● What you need to do
Please turn every line of the material below into a JSON list of strings, one string per line, leaving out blank lines and the pictures.

□ □ □

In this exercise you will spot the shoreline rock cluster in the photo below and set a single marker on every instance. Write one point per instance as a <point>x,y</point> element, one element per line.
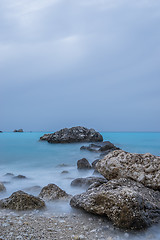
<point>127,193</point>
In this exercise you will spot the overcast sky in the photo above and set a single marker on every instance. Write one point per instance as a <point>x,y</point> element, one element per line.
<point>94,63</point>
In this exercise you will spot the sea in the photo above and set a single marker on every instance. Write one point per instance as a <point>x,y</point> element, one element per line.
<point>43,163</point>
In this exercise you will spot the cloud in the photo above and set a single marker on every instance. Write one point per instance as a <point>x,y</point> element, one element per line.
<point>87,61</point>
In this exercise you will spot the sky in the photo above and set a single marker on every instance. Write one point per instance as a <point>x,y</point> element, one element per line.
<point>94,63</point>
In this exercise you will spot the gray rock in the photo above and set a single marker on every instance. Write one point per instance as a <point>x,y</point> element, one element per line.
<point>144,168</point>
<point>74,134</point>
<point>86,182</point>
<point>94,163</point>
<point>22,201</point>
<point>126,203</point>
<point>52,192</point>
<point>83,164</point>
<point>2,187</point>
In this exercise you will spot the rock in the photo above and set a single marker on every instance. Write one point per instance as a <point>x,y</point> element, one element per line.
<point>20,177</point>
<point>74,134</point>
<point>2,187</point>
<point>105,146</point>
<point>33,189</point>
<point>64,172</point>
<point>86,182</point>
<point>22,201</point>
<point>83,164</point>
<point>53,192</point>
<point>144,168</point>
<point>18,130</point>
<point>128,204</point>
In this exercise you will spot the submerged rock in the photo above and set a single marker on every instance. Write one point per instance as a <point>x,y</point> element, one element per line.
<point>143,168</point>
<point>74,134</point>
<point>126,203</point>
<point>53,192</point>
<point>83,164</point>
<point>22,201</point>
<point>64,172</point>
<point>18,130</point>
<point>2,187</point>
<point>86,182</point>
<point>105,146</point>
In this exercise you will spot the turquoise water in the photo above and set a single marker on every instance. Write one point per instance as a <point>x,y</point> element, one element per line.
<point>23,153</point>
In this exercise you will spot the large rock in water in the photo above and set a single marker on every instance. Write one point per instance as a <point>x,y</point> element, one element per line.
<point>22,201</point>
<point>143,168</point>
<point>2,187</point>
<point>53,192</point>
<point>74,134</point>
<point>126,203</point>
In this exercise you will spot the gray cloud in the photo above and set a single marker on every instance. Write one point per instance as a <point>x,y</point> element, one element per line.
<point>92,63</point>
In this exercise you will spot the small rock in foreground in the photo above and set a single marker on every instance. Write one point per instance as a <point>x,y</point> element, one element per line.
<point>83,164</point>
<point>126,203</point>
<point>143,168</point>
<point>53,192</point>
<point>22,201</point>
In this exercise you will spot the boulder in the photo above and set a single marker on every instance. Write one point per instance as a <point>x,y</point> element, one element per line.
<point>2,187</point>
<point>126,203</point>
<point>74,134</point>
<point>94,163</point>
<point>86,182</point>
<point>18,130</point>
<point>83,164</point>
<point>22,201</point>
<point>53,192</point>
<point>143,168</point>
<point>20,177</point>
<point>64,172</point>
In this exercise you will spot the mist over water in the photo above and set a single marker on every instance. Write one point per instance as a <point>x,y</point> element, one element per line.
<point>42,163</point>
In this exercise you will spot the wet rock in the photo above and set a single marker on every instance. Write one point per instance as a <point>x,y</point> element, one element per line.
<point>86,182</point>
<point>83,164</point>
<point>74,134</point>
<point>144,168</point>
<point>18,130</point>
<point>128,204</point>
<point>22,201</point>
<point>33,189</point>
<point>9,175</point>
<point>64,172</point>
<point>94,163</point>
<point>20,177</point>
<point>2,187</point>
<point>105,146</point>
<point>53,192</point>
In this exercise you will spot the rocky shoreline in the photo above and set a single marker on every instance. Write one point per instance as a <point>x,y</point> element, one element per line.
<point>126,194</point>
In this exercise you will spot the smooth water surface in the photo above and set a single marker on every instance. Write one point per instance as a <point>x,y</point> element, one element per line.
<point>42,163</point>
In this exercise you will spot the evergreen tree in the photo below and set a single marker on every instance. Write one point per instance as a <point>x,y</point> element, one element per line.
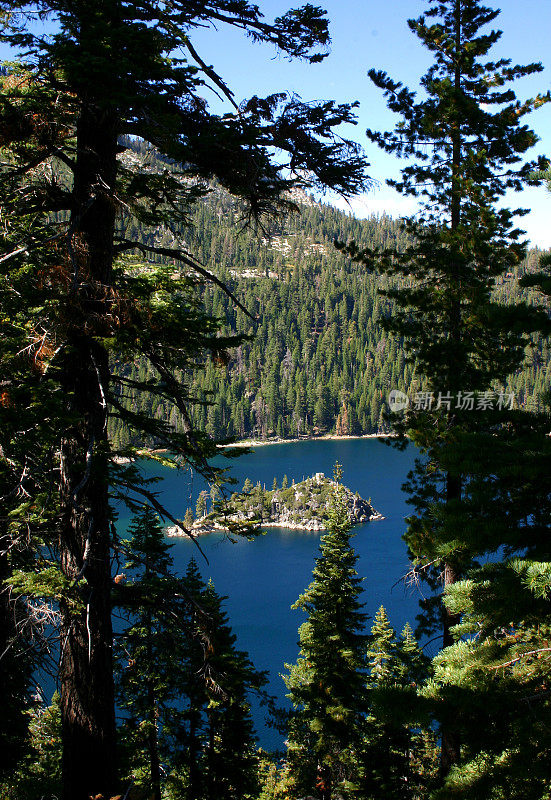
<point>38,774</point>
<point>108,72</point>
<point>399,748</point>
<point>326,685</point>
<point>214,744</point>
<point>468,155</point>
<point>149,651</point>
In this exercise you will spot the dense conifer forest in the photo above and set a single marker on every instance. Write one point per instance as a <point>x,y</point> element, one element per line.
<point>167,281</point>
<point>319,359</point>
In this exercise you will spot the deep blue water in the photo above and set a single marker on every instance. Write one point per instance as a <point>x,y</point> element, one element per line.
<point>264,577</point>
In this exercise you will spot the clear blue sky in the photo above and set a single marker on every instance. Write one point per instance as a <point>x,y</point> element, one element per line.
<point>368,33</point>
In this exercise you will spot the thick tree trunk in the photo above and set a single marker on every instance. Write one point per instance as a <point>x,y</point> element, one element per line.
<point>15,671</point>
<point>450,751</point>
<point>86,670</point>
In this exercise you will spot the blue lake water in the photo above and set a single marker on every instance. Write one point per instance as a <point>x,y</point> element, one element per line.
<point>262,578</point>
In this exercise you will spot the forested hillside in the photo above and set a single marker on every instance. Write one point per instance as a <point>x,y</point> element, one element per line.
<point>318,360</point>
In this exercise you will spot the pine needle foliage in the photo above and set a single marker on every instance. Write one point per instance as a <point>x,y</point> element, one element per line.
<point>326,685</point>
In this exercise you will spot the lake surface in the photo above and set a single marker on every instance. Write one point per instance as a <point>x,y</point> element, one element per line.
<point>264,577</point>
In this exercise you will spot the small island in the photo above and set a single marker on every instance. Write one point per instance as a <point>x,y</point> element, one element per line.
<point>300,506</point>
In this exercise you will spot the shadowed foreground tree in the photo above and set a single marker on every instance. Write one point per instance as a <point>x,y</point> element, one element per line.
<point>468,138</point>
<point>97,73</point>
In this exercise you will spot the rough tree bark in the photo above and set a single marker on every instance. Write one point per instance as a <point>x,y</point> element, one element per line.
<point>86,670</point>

□ □ □

● Solution to the exercise
[
  "In this exercise you will spot the shoreline rock cluster in the photo below and set a single marker on every instance. Write one point per instance as a <point>x,y</point> element, one element per line.",
  "<point>127,193</point>",
  "In this exercise you will spot the overcast sky in the photo above and set a single marker on every instance. Write one point per instance as a <point>x,y</point> element, one element per line.",
  "<point>94,63</point>",
  "In this exercise you will spot the sea in the photo above and set a single marker on every instance. Write one point per instance as a <point>x,y</point> element, one element per line.",
  "<point>43,163</point>",
  "In this exercise you will spot the cloud in the photo above and set a single marker on every instance. Write one point per instance as a <point>x,y</point> element, one element per line.",
  "<point>87,61</point>",
  "In this exercise you will spot the sky in the photo above and set a single marker on every instance. Write one point per instance as a <point>x,y</point> element, one element per line.",
  "<point>94,63</point>",
  "In this exercise you will spot the gray rock in the photo above and set a single marker on every instance. Write one point per instance as a <point>x,y</point> element, one element per line.",
  "<point>144,168</point>",
  "<point>74,134</point>",
  "<point>86,182</point>",
  "<point>94,163</point>",
  "<point>22,201</point>",
  "<point>126,203</point>",
  "<point>52,192</point>",
  "<point>83,164</point>",
  "<point>2,187</point>",
  "In this exercise you will spot the rock in the photo above and set a single marker on every instance. Write one point per instance as a <point>x,y</point> element, one element per line.",
  "<point>20,177</point>",
  "<point>74,134</point>",
  "<point>2,187</point>",
  "<point>105,146</point>",
  "<point>33,189</point>",
  "<point>64,172</point>",
  "<point>86,182</point>",
  "<point>22,201</point>",
  "<point>83,164</point>",
  "<point>53,192</point>",
  "<point>144,168</point>",
  "<point>18,130</point>",
  "<point>128,204</point>",
  "In this exercise you will spot the submerged rock in the photo above and set a single marker on every instance. Write one point per instance as a <point>x,y</point> element, one element per line.",
  "<point>143,168</point>",
  "<point>74,134</point>",
  "<point>126,203</point>",
  "<point>53,192</point>",
  "<point>83,164</point>",
  "<point>22,201</point>",
  "<point>64,172</point>",
  "<point>18,130</point>",
  "<point>2,187</point>",
  "<point>86,182</point>",
  "<point>105,146</point>",
  "In this exercise you will spot the turquoise water in the photo above and set a single marker on every instance. Write one point per instance as a <point>x,y</point> element, one element per line.",
  "<point>23,153</point>",
  "In this exercise you will spot the large rock in water in the photo above and set a single marker on every instance. Write one point per instance as a <point>x,y</point> element, one element per line.",
  "<point>22,201</point>",
  "<point>143,168</point>",
  "<point>2,187</point>",
  "<point>53,192</point>",
  "<point>74,134</point>",
  "<point>126,203</point>",
  "In this exercise you will spot the gray cloud in the photo above and set a single marker on every instance. Write one point per instance as a <point>x,y</point> element, one element per line.",
  "<point>92,63</point>",
  "In this exercise you will spot the small rock in foreground in the photo above and set a single marker on every instance. Write one point per instance as a <point>x,y</point> element, one element per line.",
  "<point>83,164</point>",
  "<point>126,203</point>",
  "<point>143,168</point>",
  "<point>53,192</point>",
  "<point>22,201</point>",
  "In this exercise you will spot the boulder in the photo above and set a single marker on every instance. Write one point per instance as a <point>x,y</point> element, one element per line.",
  "<point>2,187</point>",
  "<point>126,203</point>",
  "<point>74,134</point>",
  "<point>94,163</point>",
  "<point>86,182</point>",
  "<point>18,130</point>",
  "<point>83,164</point>",
  "<point>22,201</point>",
  "<point>53,192</point>",
  "<point>143,168</point>",
  "<point>20,177</point>",
  "<point>64,172</point>",
  "In this exercise you will spot the mist over water in the photo above and set a single marker on every instance. Write one point per instance as a <point>x,y</point> element, one element per line.",
  "<point>42,163</point>",
  "In this exercise you will spot the wet rock in the photo above and set a single marker on every instance. Write one point per instance as a <point>x,y</point> element, one element per line.",
  "<point>86,182</point>",
  "<point>83,164</point>",
  "<point>74,134</point>",
  "<point>144,168</point>",
  "<point>18,130</point>",
  "<point>128,204</point>",
  "<point>22,201</point>",
  "<point>33,189</point>",
  "<point>9,175</point>",
  "<point>64,172</point>",
  "<point>94,163</point>",
  "<point>20,177</point>",
  "<point>2,187</point>",
  "<point>105,146</point>",
  "<point>53,192</point>",
  "In this exercise you will spot the rocky shoreline in the photo above and set a single marker on every instance. Write one point per instance as a <point>x,y</point> element, one element per line.",
  "<point>126,194</point>",
  "In this exercise you will spot the smooth water surface in the photo above and set a single marker on every instance. Write one point per instance as a <point>x,y</point> element, one element per line.",
  "<point>42,163</point>",
  "In this exercise you will spot the evergreen tree in the photo below and set a single marker on every instance. Write one point per instance as a <point>x,y</point> element, one element per line.",
  "<point>38,774</point>",
  "<point>108,72</point>",
  "<point>399,748</point>",
  "<point>326,685</point>",
  "<point>214,744</point>",
  "<point>468,155</point>",
  "<point>149,651</point>",
  "In this exercise you will spot the dense conifer forest in the photo above and set a single marker on every instance. Write one point per instance as a <point>x,y</point> element, one element per line.",
  "<point>167,281</point>",
  "<point>319,359</point>",
  "In this exercise you will spot the deep blue water in the photo above and set a single marker on every instance. Write one point per instance as a <point>x,y</point> element, one element per line.",
  "<point>264,577</point>",
  "In this exercise you will spot the clear blue sky in the photo above and set a single marker on every instance. Write one point per instance as a <point>x,y</point> element, one element per line.",
  "<point>368,33</point>",
  "In this exercise you will spot the thick tree trunk in the photo above and set a single marker on every instance. Write one point per instance as a <point>x,y</point> element, one element per line.",
  "<point>15,671</point>",
  "<point>450,751</point>",
  "<point>86,670</point>",
  "In this exercise you will spot the blue lake water in the photo above and set a single marker on every instance. Write one point per instance as a <point>x,y</point> element, one element per line.",
  "<point>262,578</point>",
  "In this exercise you will spot the forested hillside in the photo above and set a single marker on every instance. Write one point per instance as a <point>x,y</point> element, one element per line.",
  "<point>318,360</point>",
  "In this exercise you will spot the pine needle foliage in the photo above and set a single marker on every instance. Write one point per instance as a <point>x,y</point> element, one element per line.",
  "<point>326,685</point>",
  "In this exercise you will spot the lake surface in the photo above and set a single marker on every instance. Write one point per instance as a <point>x,y</point> element, one element per line.",
  "<point>264,577</point>",
  "In this exercise you will spot the small island in the photo above and set a single marker on every instance. Write one point per instance as a <point>x,y</point> element, one element per line.",
  "<point>300,506</point>",
  "In this exercise you will spot the shadowed foreground tree in the photo above and set a single marker on every instance. Write one point per instance as a <point>x,y</point> element, one element per line.",
  "<point>468,138</point>",
  "<point>97,73</point>",
  "In this exercise you will spot the rough tree bark in the photo above and set a single marker on every instance. Write one point per instance as a <point>x,y</point> element, one element per line.",
  "<point>86,670</point>"
]